Caja De Memoria Viva III: Sobreviviente. Digna Quiles
Charcoal on wood (outside) Found objects and audio (inside) 48”(h) x 49”(w) x 48”(d)
This installation is dedicated to the survivors of one of the most catastrophic events in history. Hurricane Maria, a category 5 storm hit my homeland of Puerto Rico on September 20th, 2017. Maria made landfall on the island with over 185 mph winds and rain lasting for more than 30 hours. It completely wiped out the power infrastructure, and destroyed homes, schools, hospitals, businesses, and agriculture. Hundreds of thousands of people were left to live for many months without basic necessities, and thousands of lives were lost as a result of the lack of resources.

- **Problem to work on**:
Put this sentence from the installation text into Spanish: "Maria made landfall on the island with over 185 mph winds and rain lasting for more than 30 hours." The data after this point is separate from the installation text.

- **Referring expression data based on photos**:
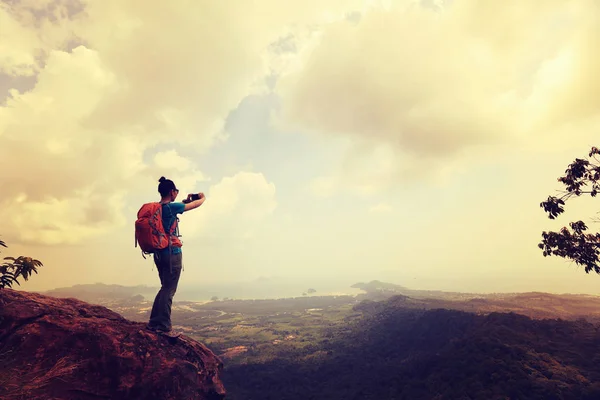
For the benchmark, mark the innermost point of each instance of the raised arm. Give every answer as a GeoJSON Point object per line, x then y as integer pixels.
{"type": "Point", "coordinates": [191, 204]}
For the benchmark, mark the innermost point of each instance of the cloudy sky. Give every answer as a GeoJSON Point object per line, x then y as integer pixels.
{"type": "Point", "coordinates": [336, 140]}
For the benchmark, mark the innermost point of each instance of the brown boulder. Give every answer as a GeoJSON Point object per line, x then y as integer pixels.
{"type": "Point", "coordinates": [54, 348]}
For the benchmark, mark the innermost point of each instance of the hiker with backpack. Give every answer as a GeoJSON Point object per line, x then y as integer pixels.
{"type": "Point", "coordinates": [157, 233]}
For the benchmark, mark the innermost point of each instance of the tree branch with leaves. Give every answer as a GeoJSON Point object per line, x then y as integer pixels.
{"type": "Point", "coordinates": [581, 177]}
{"type": "Point", "coordinates": [14, 268]}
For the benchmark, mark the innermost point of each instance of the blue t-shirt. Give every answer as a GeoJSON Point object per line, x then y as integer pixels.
{"type": "Point", "coordinates": [169, 212]}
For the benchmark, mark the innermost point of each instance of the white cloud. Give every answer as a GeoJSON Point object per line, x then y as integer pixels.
{"type": "Point", "coordinates": [433, 85]}
{"type": "Point", "coordinates": [147, 74]}
{"type": "Point", "coordinates": [234, 208]}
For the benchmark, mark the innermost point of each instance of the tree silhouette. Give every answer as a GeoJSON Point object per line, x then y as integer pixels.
{"type": "Point", "coordinates": [13, 268]}
{"type": "Point", "coordinates": [581, 177]}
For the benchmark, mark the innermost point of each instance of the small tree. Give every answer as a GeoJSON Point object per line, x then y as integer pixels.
{"type": "Point", "coordinates": [581, 177]}
{"type": "Point", "coordinates": [14, 268]}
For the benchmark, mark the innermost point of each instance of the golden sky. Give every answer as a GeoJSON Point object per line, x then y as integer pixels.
{"type": "Point", "coordinates": [405, 141]}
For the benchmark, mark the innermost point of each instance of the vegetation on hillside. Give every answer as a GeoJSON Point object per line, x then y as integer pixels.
{"type": "Point", "coordinates": [399, 353]}
{"type": "Point", "coordinates": [14, 268]}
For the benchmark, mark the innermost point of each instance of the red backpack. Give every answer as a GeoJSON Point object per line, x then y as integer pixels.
{"type": "Point", "coordinates": [149, 230]}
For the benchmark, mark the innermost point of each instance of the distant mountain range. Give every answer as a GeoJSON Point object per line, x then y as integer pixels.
{"type": "Point", "coordinates": [400, 353]}
{"type": "Point", "coordinates": [533, 304]}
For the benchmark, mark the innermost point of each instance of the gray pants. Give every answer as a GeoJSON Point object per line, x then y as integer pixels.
{"type": "Point", "coordinates": [160, 317]}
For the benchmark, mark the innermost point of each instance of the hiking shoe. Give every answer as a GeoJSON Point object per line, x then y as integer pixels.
{"type": "Point", "coordinates": [171, 333]}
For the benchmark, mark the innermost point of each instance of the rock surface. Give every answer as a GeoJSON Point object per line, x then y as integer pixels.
{"type": "Point", "coordinates": [63, 349]}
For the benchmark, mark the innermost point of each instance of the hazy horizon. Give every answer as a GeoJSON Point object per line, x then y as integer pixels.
{"type": "Point", "coordinates": [409, 142]}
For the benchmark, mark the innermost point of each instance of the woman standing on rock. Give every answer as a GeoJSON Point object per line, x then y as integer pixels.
{"type": "Point", "coordinates": [168, 261]}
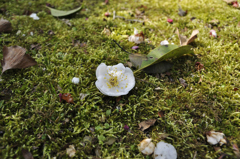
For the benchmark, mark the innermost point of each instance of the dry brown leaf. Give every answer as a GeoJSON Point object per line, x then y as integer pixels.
{"type": "Point", "coordinates": [14, 57]}
{"type": "Point", "coordinates": [26, 154]}
{"type": "Point", "coordinates": [146, 124]}
{"type": "Point", "coordinates": [184, 40]}
{"type": "Point", "coordinates": [5, 26]}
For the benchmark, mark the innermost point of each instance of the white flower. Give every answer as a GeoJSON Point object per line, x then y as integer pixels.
{"type": "Point", "coordinates": [34, 16]}
{"type": "Point", "coordinates": [165, 151]}
{"type": "Point", "coordinates": [164, 42]}
{"type": "Point", "coordinates": [114, 80]}
{"type": "Point", "coordinates": [71, 151]}
{"type": "Point", "coordinates": [75, 80]}
{"type": "Point", "coordinates": [215, 137]}
{"type": "Point", "coordinates": [146, 146]}
{"type": "Point", "coordinates": [136, 38]}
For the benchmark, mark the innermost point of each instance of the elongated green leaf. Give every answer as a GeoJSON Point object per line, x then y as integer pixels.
{"type": "Point", "coordinates": [61, 13]}
{"type": "Point", "coordinates": [164, 52]}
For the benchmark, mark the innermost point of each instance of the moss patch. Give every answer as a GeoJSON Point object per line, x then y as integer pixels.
{"type": "Point", "coordinates": [32, 117]}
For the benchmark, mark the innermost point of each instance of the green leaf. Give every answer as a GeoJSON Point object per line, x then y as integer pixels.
{"type": "Point", "coordinates": [61, 13]}
{"type": "Point", "coordinates": [108, 112]}
{"type": "Point", "coordinates": [110, 140]}
{"type": "Point", "coordinates": [162, 53]}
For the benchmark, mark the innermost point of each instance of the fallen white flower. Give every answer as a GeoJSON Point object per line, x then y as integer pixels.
{"type": "Point", "coordinates": [164, 42]}
{"type": "Point", "coordinates": [146, 146]}
{"type": "Point", "coordinates": [136, 38]}
{"type": "Point", "coordinates": [214, 138]}
{"type": "Point", "coordinates": [165, 151]}
{"type": "Point", "coordinates": [75, 80]}
{"type": "Point", "coordinates": [71, 151]}
{"type": "Point", "coordinates": [114, 80]}
{"type": "Point", "coordinates": [34, 16]}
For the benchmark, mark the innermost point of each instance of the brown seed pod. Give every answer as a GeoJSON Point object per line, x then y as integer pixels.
{"type": "Point", "coordinates": [5, 26]}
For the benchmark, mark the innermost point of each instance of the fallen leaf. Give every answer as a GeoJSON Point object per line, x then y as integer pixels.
{"type": "Point", "coordinates": [110, 140]}
{"type": "Point", "coordinates": [146, 124]}
{"type": "Point", "coordinates": [160, 67]}
{"type": "Point", "coordinates": [181, 12]}
{"type": "Point", "coordinates": [61, 13]}
{"type": "Point", "coordinates": [5, 26]}
{"type": "Point", "coordinates": [26, 154]}
{"type": "Point", "coordinates": [158, 55]}
{"type": "Point", "coordinates": [14, 57]}
{"type": "Point", "coordinates": [67, 97]}
{"type": "Point", "coordinates": [183, 82]}
{"type": "Point", "coordinates": [184, 40]}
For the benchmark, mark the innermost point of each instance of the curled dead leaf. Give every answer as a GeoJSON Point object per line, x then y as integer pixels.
{"type": "Point", "coordinates": [5, 26]}
{"type": "Point", "coordinates": [184, 40]}
{"type": "Point", "coordinates": [14, 57]}
{"type": "Point", "coordinates": [67, 97]}
{"type": "Point", "coordinates": [146, 124]}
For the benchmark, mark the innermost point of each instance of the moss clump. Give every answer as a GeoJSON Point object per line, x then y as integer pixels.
{"type": "Point", "coordinates": [32, 117]}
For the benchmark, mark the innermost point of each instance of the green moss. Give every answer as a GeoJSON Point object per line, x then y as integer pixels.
{"type": "Point", "coordinates": [32, 117]}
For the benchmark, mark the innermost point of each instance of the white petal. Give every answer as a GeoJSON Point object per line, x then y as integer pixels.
{"type": "Point", "coordinates": [119, 68]}
{"type": "Point", "coordinates": [101, 70]}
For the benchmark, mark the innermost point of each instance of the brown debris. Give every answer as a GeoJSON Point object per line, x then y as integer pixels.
{"type": "Point", "coordinates": [184, 40]}
{"type": "Point", "coordinates": [14, 57]}
{"type": "Point", "coordinates": [146, 124]}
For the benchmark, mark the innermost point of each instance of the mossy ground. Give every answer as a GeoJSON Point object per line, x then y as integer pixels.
{"type": "Point", "coordinates": [32, 117]}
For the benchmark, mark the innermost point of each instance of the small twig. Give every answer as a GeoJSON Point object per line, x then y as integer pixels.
{"type": "Point", "coordinates": [121, 47]}
{"type": "Point", "coordinates": [147, 82]}
{"type": "Point", "coordinates": [135, 20]}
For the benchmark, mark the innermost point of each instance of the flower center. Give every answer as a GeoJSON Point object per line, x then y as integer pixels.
{"type": "Point", "coordinates": [113, 80]}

- **Written response**:
Maria tocó tierra en la isla con vientos de más de 185 mph y lluvias que se prolongaron por más de 30 horas.